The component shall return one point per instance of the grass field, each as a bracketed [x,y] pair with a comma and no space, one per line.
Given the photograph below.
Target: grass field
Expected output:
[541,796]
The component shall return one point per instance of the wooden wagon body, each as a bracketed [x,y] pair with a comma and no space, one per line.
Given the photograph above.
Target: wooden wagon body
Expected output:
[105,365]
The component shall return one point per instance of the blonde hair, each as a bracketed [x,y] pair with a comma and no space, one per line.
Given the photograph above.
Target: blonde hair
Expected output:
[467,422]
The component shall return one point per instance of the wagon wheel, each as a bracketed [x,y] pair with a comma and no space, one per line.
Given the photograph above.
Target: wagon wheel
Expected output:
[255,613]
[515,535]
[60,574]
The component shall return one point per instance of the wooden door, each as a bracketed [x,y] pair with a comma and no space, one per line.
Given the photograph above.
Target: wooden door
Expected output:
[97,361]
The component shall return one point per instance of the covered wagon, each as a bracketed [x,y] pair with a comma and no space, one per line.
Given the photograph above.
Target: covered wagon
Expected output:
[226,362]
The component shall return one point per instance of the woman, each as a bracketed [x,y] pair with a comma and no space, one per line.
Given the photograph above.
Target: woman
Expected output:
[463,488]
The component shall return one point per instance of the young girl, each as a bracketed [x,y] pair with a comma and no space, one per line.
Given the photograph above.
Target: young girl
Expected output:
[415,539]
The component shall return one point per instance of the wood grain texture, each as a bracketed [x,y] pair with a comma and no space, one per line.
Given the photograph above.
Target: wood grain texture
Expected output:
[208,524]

....

Reproduce all of the entries above word for word, keeping every line in its original order.

The component shall return one point per instance of the grass field, each as a bracketed [x,y] pair with a comma and no space, one per line.
Given the photograph below.
Target: grass field
Expected output:
[541,796]
The component shall return one point per instance of the wooden wagon body, each as a bracketed [x,y] pair with a comma and no space, one per line.
Given the photograph above.
Target: wooden wagon body
Expected output:
[105,365]
The component shall return one point per instance of the blonde hair, each as a bracketed [x,y] pair with a comma and no space, one per line.
Given the photograph above.
Target: blonde hair
Expected output:
[467,422]
The component shall return one point per instance of the wagon wheel, each as a bracketed [x,y] pair with a comma and no space, one per line.
Given the photograph above.
Target: wagon wheel
Expected output:
[255,613]
[515,535]
[60,574]
The component shall return one point per instance of the wooden door, each as a bracketed [x,y] pair with a comma and no space, one per line.
Given the photograph above.
Target: wooden door
Expected output:
[97,361]
The component shall return one point per instance of the covered wagon, each as a bracketed [x,y] pair with a comma and no space, one per line.
Given the photograph above.
Target: covered wagon
Expected output:
[226,362]
The component shall return one point per instance of the woman, each as a bracketed [x,y] pair with a comma and no space, one per line.
Given the photograph above.
Target: woman
Expected output:
[463,488]
The component shall return one point per instance of the young girl, each as a bracketed [x,y] pair with a comma and no space, one per line.
Given the photograph above.
Target: young girl
Expected output:
[415,539]
The component shall return one point per instance of the wood grain texture, each as a bracketed [x,y] pair with a comma and no space, one per line.
Given the photograph above.
Target: wood grain texture
Expected output:
[208,524]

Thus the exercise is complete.